* [STATED PROBLEM]:
Transcribe the records exactly from the line with "Wanted | a point on the wooden" to the end, both included.

* [EXERCISE INPUTS]:
* * *

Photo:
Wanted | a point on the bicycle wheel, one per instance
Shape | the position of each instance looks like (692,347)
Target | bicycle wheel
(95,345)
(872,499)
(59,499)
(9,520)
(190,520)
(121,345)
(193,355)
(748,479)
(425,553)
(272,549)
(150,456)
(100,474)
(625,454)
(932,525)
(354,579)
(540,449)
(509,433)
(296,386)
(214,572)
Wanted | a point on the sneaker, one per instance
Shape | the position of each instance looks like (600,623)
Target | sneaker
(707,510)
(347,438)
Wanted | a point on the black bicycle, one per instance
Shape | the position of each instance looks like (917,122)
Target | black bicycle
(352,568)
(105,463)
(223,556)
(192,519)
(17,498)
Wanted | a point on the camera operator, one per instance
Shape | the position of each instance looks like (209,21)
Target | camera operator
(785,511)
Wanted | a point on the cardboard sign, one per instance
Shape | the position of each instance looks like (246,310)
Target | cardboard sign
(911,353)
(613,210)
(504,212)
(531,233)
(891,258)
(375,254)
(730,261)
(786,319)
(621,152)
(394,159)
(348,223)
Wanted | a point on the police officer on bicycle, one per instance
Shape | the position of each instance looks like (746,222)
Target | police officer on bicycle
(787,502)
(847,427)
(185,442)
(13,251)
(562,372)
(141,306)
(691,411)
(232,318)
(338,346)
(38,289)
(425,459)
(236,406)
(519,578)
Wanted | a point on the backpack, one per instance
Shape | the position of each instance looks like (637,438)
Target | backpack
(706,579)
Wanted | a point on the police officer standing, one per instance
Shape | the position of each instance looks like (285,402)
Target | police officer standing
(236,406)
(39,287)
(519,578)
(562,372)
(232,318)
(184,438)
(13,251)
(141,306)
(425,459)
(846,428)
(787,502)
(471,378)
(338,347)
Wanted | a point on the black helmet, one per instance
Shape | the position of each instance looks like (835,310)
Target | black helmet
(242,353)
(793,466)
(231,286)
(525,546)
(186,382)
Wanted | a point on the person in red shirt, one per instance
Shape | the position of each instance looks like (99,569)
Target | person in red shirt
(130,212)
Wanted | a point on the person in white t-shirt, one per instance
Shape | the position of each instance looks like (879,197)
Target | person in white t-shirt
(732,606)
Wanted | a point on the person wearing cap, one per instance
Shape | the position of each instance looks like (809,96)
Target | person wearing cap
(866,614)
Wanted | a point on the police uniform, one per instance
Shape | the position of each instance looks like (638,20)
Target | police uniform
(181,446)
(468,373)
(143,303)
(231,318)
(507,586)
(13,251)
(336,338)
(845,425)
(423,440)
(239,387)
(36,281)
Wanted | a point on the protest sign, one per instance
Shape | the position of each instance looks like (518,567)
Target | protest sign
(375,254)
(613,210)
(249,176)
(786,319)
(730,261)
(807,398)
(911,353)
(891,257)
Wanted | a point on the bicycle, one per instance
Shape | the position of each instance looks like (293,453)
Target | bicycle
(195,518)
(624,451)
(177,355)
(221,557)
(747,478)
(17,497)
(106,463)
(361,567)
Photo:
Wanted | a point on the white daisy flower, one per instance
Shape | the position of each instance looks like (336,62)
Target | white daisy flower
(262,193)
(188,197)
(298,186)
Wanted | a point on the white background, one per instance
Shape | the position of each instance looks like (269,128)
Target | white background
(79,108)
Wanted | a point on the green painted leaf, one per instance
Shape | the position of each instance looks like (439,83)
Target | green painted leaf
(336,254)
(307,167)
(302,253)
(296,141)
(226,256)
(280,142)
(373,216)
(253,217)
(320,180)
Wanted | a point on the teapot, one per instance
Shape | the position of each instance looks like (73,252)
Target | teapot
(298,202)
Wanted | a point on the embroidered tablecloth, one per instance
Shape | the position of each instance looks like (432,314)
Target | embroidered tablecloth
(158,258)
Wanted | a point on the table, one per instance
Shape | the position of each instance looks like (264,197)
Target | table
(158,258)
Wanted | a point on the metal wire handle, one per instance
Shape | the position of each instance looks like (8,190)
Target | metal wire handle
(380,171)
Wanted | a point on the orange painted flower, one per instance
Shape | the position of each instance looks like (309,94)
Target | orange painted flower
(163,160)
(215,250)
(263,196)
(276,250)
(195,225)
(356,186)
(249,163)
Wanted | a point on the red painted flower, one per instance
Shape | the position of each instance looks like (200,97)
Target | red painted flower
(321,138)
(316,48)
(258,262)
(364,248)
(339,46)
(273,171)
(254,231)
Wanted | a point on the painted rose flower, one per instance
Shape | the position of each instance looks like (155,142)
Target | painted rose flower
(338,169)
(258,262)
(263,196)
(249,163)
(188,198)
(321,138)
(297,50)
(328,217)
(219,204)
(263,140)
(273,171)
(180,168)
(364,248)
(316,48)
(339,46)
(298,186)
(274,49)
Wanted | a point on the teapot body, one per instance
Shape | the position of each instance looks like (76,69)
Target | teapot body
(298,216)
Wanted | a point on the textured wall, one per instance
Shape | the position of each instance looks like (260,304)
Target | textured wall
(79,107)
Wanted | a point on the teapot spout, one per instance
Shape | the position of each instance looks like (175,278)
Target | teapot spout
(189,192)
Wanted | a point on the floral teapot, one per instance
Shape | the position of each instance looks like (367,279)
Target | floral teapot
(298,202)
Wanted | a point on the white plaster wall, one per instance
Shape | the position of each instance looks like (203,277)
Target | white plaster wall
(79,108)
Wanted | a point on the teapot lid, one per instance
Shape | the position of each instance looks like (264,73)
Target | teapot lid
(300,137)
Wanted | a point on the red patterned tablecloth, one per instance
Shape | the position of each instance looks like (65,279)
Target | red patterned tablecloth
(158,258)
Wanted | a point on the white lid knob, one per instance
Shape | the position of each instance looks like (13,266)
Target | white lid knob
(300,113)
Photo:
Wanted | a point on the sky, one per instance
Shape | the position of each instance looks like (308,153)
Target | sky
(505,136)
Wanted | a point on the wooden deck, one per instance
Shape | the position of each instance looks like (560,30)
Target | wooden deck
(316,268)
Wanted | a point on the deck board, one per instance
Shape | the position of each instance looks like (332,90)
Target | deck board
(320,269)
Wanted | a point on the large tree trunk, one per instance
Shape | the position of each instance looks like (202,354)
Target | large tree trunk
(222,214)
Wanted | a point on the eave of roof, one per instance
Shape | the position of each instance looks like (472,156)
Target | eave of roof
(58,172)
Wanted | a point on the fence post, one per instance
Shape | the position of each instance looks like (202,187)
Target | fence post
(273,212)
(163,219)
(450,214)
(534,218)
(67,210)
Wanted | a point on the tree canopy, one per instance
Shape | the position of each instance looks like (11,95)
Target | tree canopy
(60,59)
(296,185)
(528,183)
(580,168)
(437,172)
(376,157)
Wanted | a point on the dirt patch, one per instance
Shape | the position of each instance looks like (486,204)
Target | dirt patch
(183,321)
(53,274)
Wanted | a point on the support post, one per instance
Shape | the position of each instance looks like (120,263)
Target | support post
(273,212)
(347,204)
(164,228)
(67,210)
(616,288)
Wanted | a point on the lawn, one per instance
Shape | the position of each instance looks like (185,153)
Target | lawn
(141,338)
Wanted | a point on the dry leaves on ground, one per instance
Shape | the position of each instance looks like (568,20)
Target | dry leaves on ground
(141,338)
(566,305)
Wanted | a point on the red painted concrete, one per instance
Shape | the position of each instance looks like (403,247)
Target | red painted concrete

* * *

* [TASK OUTPUT]:
Wanted | a point on the wooden deck, one per instance
Shape | the position of each instance looks like (560,30)
Target | wooden deck
(316,268)
Wanted | a point on the deck board, one per instance
Shape | the position of each instance looks like (332,90)
Target | deck board
(320,269)
Wanted | a point on the large tree trunk, one per instance
Shape | the position of each instance looks like (202,354)
Target | large tree trunk
(222,214)
Wanted | a point on the eave of roof, one per instance
Shape | the position of each instance looks like (472,156)
Target | eave of roof
(58,172)
Wanted | a point on the fence post, one per instance
Shape | the position of each instance looks like (202,187)
Target | fence post
(273,212)
(163,219)
(450,214)
(534,218)
(67,210)
Wanted | a point on the tree canopy, one per instance
Shape | the position of each instance looks like (11,95)
Target | tree canopy
(60,59)
(296,185)
(528,183)
(580,168)
(437,172)
(376,157)
Wanted | a point on the dirt patch, one per instance
Shape | the position of each instance looks like (486,204)
Target | dirt patch
(183,321)
(53,274)
Wanted | a point on the support post, one per instance
Shape | the position of each instance looks like (120,263)
Target | support post
(273,212)
(347,204)
(164,228)
(67,210)
(616,288)
Wanted | a point on the lawn, one per instance
Shape | the position of each instance looks like (185,153)
Target | lawn
(141,338)
Wanted | a point on the dry leaves on ground, one per instance
Shape | the position of each instance looks like (568,20)
Target | dry leaves on ground
(141,338)
(566,305)
Wanted | a point on the red painted concrete, one per instance
Shape | the position of each instance looks like (403,247)
Target | red painted concrete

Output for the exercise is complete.